* _To do_
Among the entries below, find every line that has "tree" and pull it out.
*** Input material
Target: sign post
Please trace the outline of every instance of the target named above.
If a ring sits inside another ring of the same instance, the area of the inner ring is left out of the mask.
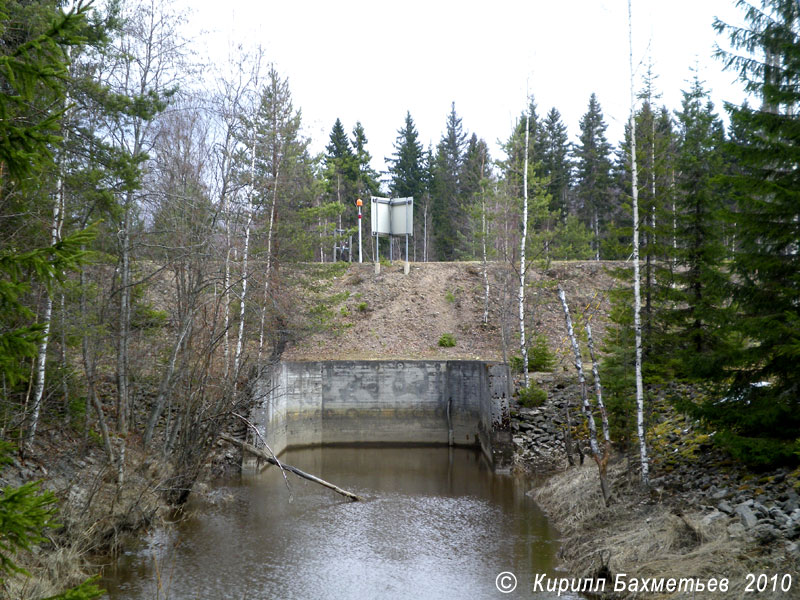
[[[406,260],[403,265],[403,272],[408,274],[410,263],[408,262],[408,238],[414,235],[414,199],[413,198],[378,198],[372,196],[372,235],[376,240],[375,253],[375,272],[380,268],[379,256],[377,252],[380,234],[389,236],[389,260],[392,259],[394,238],[405,236],[406,238]]]
[[[361,198],[356,200],[356,206],[358,207],[358,262],[361,261],[361,206],[364,203],[361,202]]]

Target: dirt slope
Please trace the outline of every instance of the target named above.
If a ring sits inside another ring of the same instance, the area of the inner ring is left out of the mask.
[[[550,347],[566,355],[564,317],[556,296],[560,283],[573,316],[591,318],[595,336],[602,338],[609,310],[607,291],[618,283],[609,269],[617,266],[587,261],[532,268],[528,276],[532,313],[528,327],[546,335]],[[403,274],[402,263],[383,266],[379,275],[372,264],[353,264],[329,288],[331,295],[344,298],[331,307],[333,325],[290,345],[283,358],[501,360],[502,313],[506,314],[509,353],[517,353],[518,284],[516,275],[508,270],[504,275],[500,264],[490,265],[490,284],[490,318],[484,325],[479,262],[413,263],[408,275]],[[455,336],[454,347],[438,345],[444,333]]]

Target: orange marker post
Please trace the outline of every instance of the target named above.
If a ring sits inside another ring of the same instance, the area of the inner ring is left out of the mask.
[[[361,207],[363,204],[361,198],[356,200],[356,206],[358,207],[358,262],[361,262]]]

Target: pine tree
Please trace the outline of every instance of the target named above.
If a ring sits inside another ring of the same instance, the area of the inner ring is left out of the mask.
[[[611,144],[606,140],[607,125],[597,96],[589,98],[589,108],[580,120],[580,136],[574,146],[576,197],[579,214],[594,234],[595,259],[602,256],[604,226],[611,201]]]

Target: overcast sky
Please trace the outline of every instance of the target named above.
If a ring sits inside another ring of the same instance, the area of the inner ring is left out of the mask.
[[[526,86],[539,114],[555,106],[570,141],[592,92],[617,144],[629,112],[626,0],[303,1],[178,0],[191,6],[191,31],[211,60],[231,40],[260,44],[288,77],[312,150],[321,151],[340,118],[364,125],[373,167],[385,168],[397,130],[411,111],[423,145],[439,141],[450,110],[484,138],[495,158],[525,107]],[[652,57],[660,102],[680,106],[691,68],[722,101],[741,85],[712,58],[715,16],[741,22],[734,0],[633,0],[637,88]]]

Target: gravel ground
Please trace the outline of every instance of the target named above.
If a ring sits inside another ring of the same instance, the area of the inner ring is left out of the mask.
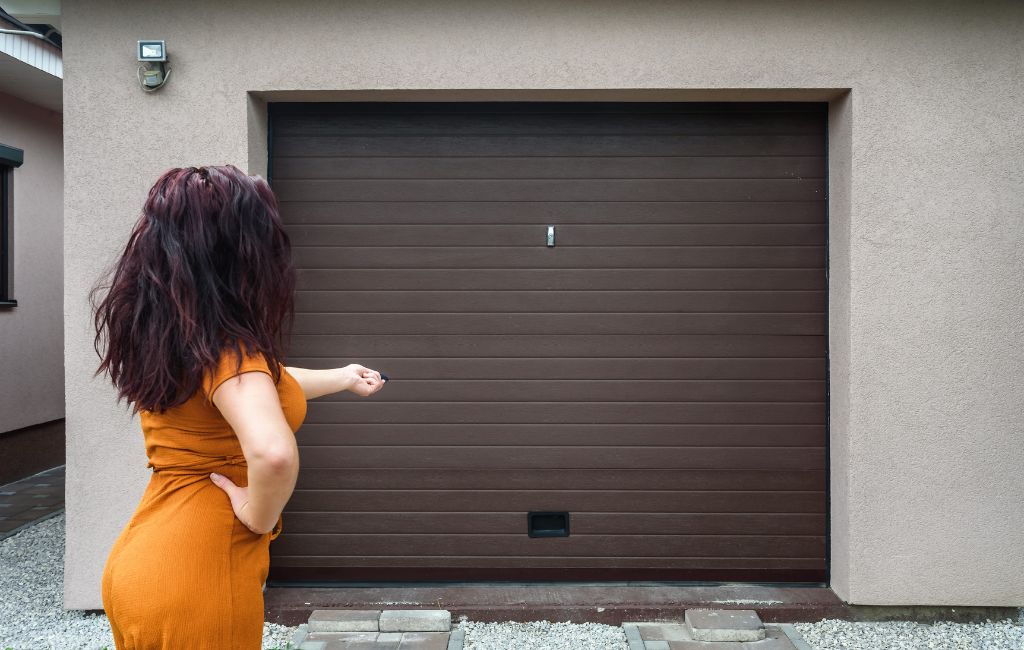
[[[64,610],[64,513],[0,540],[0,650],[114,650],[106,615]],[[622,628],[598,623],[483,623],[461,617],[465,650],[627,650]],[[851,623],[794,627],[814,650],[1024,650],[1016,621]],[[264,623],[263,650],[285,650],[294,627]]]
[[[0,540],[0,650],[114,650],[106,614],[65,610],[62,511]],[[263,648],[295,628],[263,624]]]
[[[601,623],[481,623],[460,620],[464,650],[629,650],[621,626]]]
[[[1017,621],[987,623],[794,623],[814,650],[1024,650],[1024,610]]]

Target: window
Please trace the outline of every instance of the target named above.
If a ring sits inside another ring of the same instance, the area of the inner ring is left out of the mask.
[[[14,168],[20,167],[25,152],[0,144],[0,308],[14,307]]]

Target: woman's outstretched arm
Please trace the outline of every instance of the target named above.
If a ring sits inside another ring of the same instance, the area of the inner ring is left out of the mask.
[[[314,399],[321,395],[330,395],[346,390],[367,397],[384,386],[379,372],[358,363],[350,363],[341,368],[325,369],[285,366],[285,370],[295,377],[295,380],[302,386],[302,392],[306,395],[306,399]]]

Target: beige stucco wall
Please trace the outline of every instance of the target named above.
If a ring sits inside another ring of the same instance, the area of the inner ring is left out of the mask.
[[[1024,604],[1024,5],[85,4],[64,4],[66,607],[101,606],[148,476],[91,379],[85,292],[166,168],[264,173],[266,98],[830,100],[832,587]],[[139,38],[167,40],[159,93]]]
[[[4,432],[64,417],[61,115],[0,93],[0,144],[25,152],[12,185],[11,297],[18,305],[0,307]]]

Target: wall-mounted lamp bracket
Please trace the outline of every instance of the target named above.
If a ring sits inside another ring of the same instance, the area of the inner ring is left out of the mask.
[[[139,66],[138,77],[142,89],[146,92],[153,92],[163,87],[171,76],[171,69],[167,67],[167,47],[162,40],[148,40],[138,42],[138,58],[142,61]]]

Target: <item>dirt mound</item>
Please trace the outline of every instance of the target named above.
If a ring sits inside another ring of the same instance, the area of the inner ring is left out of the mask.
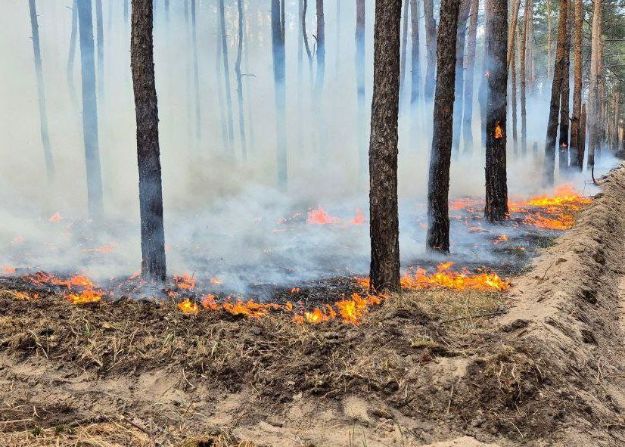
[[[624,208],[619,169],[509,294],[406,293],[359,326],[6,290],[1,444],[622,445]]]

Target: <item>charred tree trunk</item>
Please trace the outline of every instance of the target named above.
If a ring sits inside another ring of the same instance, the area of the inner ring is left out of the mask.
[[[278,187],[287,188],[286,151],[286,85],[285,42],[280,0],[271,1],[271,42],[273,49],[273,79],[276,100],[277,180]]]
[[[421,87],[421,61],[419,60],[419,3],[417,0],[410,0],[410,36],[412,38],[411,48],[411,74],[410,82],[410,105],[415,107],[419,101]]]
[[[584,169],[584,152],[586,152],[586,116],[586,104],[582,104],[582,114],[579,118],[579,139],[577,140],[579,142],[577,164],[580,171]]]
[[[82,72],[82,130],[87,169],[87,202],[89,216],[96,219],[102,215],[103,204],[91,0],[78,0],[78,28]]]
[[[326,24],[323,14],[323,0],[317,0],[317,78],[315,80],[315,90],[317,95],[323,91],[326,69]],[[317,96],[316,101],[320,101]]]
[[[516,72],[516,61],[517,61],[517,45],[516,45],[516,32],[512,35],[512,43],[510,49],[510,108],[512,109],[512,153],[514,156],[518,156],[519,148],[517,142],[519,140],[518,126],[517,126],[517,118],[518,118],[518,109],[517,109],[517,72]]]
[[[486,5],[486,59],[490,62],[486,110],[486,207],[489,222],[508,215],[506,107],[508,100],[508,1]]]
[[[408,0],[404,0],[404,4],[401,8],[402,15],[402,31],[401,31],[401,57],[399,60],[399,98],[400,103],[403,102],[404,94],[406,90],[406,50],[408,47],[408,18],[410,15]]]
[[[432,101],[436,71],[436,20],[434,20],[433,0],[423,0],[423,12],[425,15],[425,44],[428,56],[424,94],[427,101]]]
[[[523,39],[521,40],[521,153],[527,154],[527,60],[528,40],[532,20],[533,0],[525,0]]]
[[[104,18],[102,15],[102,0],[95,0],[97,54],[98,54],[98,98],[104,100]]]
[[[356,95],[358,111],[358,153],[360,157],[359,174],[364,177],[367,170],[367,134],[365,111],[365,0],[356,0]]]
[[[124,23],[128,23],[128,0],[124,0]]]
[[[460,133],[462,131],[462,108],[463,108],[463,87],[464,87],[464,48],[467,37],[467,20],[469,19],[469,10],[471,8],[471,0],[462,0],[460,2],[460,12],[458,15],[458,30],[456,33],[456,87],[455,87],[455,105],[454,105],[454,131],[452,151],[458,155],[460,152]]]
[[[369,205],[370,287],[377,293],[400,289],[397,198],[400,23],[401,0],[375,2]]]
[[[547,142],[545,147],[545,184],[550,186],[555,177],[555,154],[556,140],[558,136],[558,113],[560,111],[560,96],[563,84],[566,28],[568,16],[568,0],[560,0],[560,24],[558,26],[558,46],[556,50],[556,62],[551,86],[551,105],[549,107],[549,121],[547,122]]]
[[[571,0],[574,1],[574,0]],[[567,6],[567,24],[566,38],[564,41],[564,65],[562,66],[562,88],[560,89],[562,96],[560,97],[560,138],[558,140],[558,148],[560,155],[558,164],[560,172],[564,172],[568,168],[569,162],[569,106],[571,96],[571,28],[573,26],[573,9]]]
[[[553,60],[553,45],[551,44],[553,40],[553,26],[551,21],[551,0],[547,0],[547,79],[553,76],[550,65],[550,62]]]
[[[428,182],[427,249],[449,252],[449,167],[453,144],[456,39],[461,0],[441,0],[434,129]]]
[[[154,81],[152,0],[132,1],[132,84],[137,119],[141,273],[143,279],[165,280],[163,188],[158,139],[158,104]]]
[[[473,151],[473,83],[475,78],[475,53],[479,7],[480,0],[471,0],[465,64],[466,73],[464,78],[464,111],[462,117],[465,153],[471,153]]]
[[[39,22],[37,20],[37,5],[35,0],[29,0],[30,27],[33,38],[33,55],[35,60],[35,75],[37,77],[37,97],[39,100],[39,124],[41,144],[43,145],[43,158],[46,164],[48,184],[54,180],[54,161],[52,159],[52,145],[48,133],[48,111],[46,107],[46,89],[43,80],[43,66],[41,62],[41,46],[39,44]]]
[[[594,167],[595,153],[601,145],[601,40],[603,34],[602,0],[595,0],[592,17],[590,89],[588,92],[588,166]]]
[[[78,36],[78,0],[72,3],[72,32],[69,37],[69,56],[67,57],[67,86],[69,88],[72,101],[78,103],[76,86],[74,85],[74,61],[76,60],[76,41]]]
[[[221,59],[224,71],[224,94],[226,96],[226,128],[228,130],[230,154],[234,155],[234,117],[232,114],[232,93],[230,90],[230,62],[228,58],[228,41],[226,35],[226,13],[224,0],[219,0],[219,34],[221,38]]]
[[[241,59],[243,57],[243,27],[245,21],[243,17],[243,0],[237,0],[237,10],[239,13],[239,39],[237,45],[237,59],[234,64],[234,71],[237,76],[237,100],[239,104],[239,138],[241,140],[241,151],[243,159],[247,159],[247,138],[245,136],[245,110],[243,109],[243,78],[241,74]]]

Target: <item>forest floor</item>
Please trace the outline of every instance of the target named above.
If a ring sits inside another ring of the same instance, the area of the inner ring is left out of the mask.
[[[625,444],[625,168],[505,294],[361,324],[0,291],[2,446]]]

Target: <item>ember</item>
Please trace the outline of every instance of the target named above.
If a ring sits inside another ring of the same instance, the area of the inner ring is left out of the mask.
[[[310,225],[328,225],[339,222],[339,218],[330,216],[323,208],[308,211],[308,218],[306,219],[306,223]]]

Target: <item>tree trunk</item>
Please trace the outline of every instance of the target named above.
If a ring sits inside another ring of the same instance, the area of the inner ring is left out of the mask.
[[[239,13],[239,39],[237,45],[237,59],[234,64],[234,71],[237,76],[237,100],[239,103],[239,138],[241,140],[241,151],[243,159],[247,159],[247,138],[245,137],[245,110],[243,109],[243,78],[241,74],[241,58],[243,56],[243,27],[245,26],[243,17],[243,0],[237,0],[237,10]]]
[[[419,60],[419,3],[410,0],[410,36],[412,38],[410,105],[415,107],[419,101],[421,87],[421,61]]]
[[[326,23],[323,14],[323,0],[317,0],[317,78],[315,80],[315,90],[317,95],[323,91],[325,82],[326,67]],[[320,101],[317,96],[316,101]]]
[[[397,198],[400,23],[401,0],[375,2],[369,205],[370,287],[376,293],[400,289]]]
[[[519,133],[517,127],[517,72],[516,72],[516,61],[517,61],[517,42],[516,42],[516,31],[512,34],[512,46],[510,47],[510,53],[508,54],[510,58],[510,108],[512,109],[512,153],[514,156],[519,155],[519,148],[517,142],[519,141]]]
[[[471,153],[473,151],[473,83],[475,79],[475,53],[479,7],[480,0],[471,0],[469,31],[467,36],[467,57],[465,61],[464,112],[462,118],[465,153]]]
[[[102,0],[95,0],[97,54],[98,54],[98,97],[104,100],[104,19],[102,16]]]
[[[39,130],[41,144],[43,145],[43,158],[46,164],[48,184],[54,180],[54,161],[52,159],[52,145],[48,133],[48,112],[46,107],[46,89],[43,80],[43,67],[41,62],[41,47],[39,45],[39,23],[37,20],[37,5],[35,0],[29,0],[30,27],[33,38],[33,53],[35,58],[35,75],[37,77],[37,94],[39,100]]]
[[[434,20],[433,0],[423,0],[423,12],[425,15],[425,44],[428,56],[424,94],[427,101],[432,101],[436,70],[436,20]]]
[[[191,0],[191,43],[193,45],[193,103],[195,108],[195,144],[198,145],[202,137],[202,116],[200,111],[200,68],[197,47],[197,0]]]
[[[456,38],[460,0],[441,0],[434,128],[428,182],[427,249],[449,252],[449,167],[453,144]]]
[[[273,79],[276,100],[276,136],[277,136],[277,183],[282,190],[287,188],[287,150],[286,150],[286,85],[284,26],[282,23],[280,0],[271,1],[271,43],[273,50]]]
[[[340,76],[341,67],[341,2],[336,2],[336,77]]]
[[[358,153],[360,157],[359,175],[364,177],[367,170],[367,131],[365,110],[365,0],[356,0],[356,95],[358,111]]]
[[[547,79],[551,79],[553,76],[550,64],[553,60],[553,45],[551,44],[551,41],[553,40],[553,26],[551,22],[551,0],[547,0]]]
[[[221,59],[224,70],[224,94],[226,95],[226,124],[228,130],[228,142],[230,144],[230,154],[234,156],[234,117],[232,114],[232,93],[230,90],[230,62],[228,58],[228,42],[226,40],[226,14],[224,0],[219,0],[219,34],[221,37]]]
[[[590,58],[590,89],[588,92],[588,166],[595,165],[595,152],[601,144],[601,39],[603,34],[602,0],[595,0],[592,17],[592,42]]]
[[[574,1],[574,0],[571,0]],[[562,66],[562,87],[560,97],[560,138],[558,148],[560,154],[558,165],[560,172],[568,169],[569,161],[569,109],[571,97],[571,29],[573,27],[573,8],[567,6],[566,39],[564,41],[564,65]]]
[[[91,0],[78,0],[78,27],[82,72],[82,130],[87,170],[87,203],[89,217],[97,219],[102,215],[103,204]]]
[[[514,55],[514,45],[516,43],[517,21],[519,19],[519,9],[521,8],[521,0],[514,0],[512,6],[512,16],[510,17],[510,26],[508,28],[508,67],[512,63]]]
[[[152,0],[132,1],[131,66],[137,118],[137,161],[141,213],[141,273],[144,280],[165,280],[163,188],[154,81]]]
[[[486,207],[489,222],[508,215],[506,108],[508,102],[508,1],[488,0],[486,59],[490,62],[486,106]]]
[[[560,111],[560,96],[563,84],[564,65],[566,64],[566,28],[568,16],[568,0],[560,0],[560,24],[558,26],[558,46],[551,86],[551,104],[549,107],[549,121],[547,122],[547,142],[545,147],[545,185],[551,186],[555,177],[556,140],[558,136],[558,113]]]
[[[403,92],[406,90],[406,49],[408,46],[408,18],[410,15],[408,0],[404,0],[401,8],[402,15],[402,31],[401,31],[401,58],[399,62],[399,98],[400,103],[404,97]]]
[[[584,169],[584,152],[586,152],[586,104],[582,104],[582,114],[579,118],[579,150],[577,164],[580,171]],[[590,156],[590,154],[588,154]]]
[[[530,26],[532,20],[532,9],[534,8],[533,0],[525,0],[523,38],[521,40],[521,153],[527,154],[527,61],[528,56],[528,40],[530,37]]]
[[[467,36],[467,20],[471,8],[471,0],[461,0],[460,12],[458,13],[458,29],[456,32],[456,87],[454,104],[454,130],[452,151],[458,155],[460,152],[460,133],[462,131],[462,108],[464,87],[464,47]]]
[[[124,23],[128,23],[128,0],[124,0]]]
[[[76,86],[74,85],[74,61],[76,60],[76,40],[78,34],[78,0],[72,3],[72,32],[69,37],[69,56],[67,57],[67,86],[69,87],[72,101],[78,103]]]

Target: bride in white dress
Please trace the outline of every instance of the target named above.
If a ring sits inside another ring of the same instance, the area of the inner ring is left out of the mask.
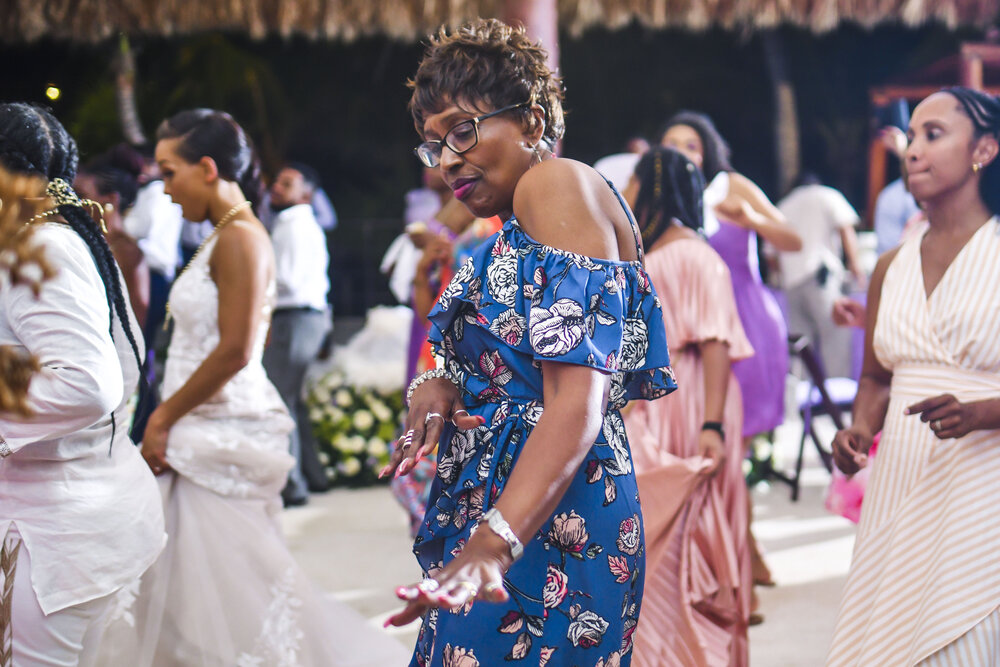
******
* _Answer box_
Target: pine tree
Target: <item>charred tree trunk</item>
Target: <item>tree trunk</item>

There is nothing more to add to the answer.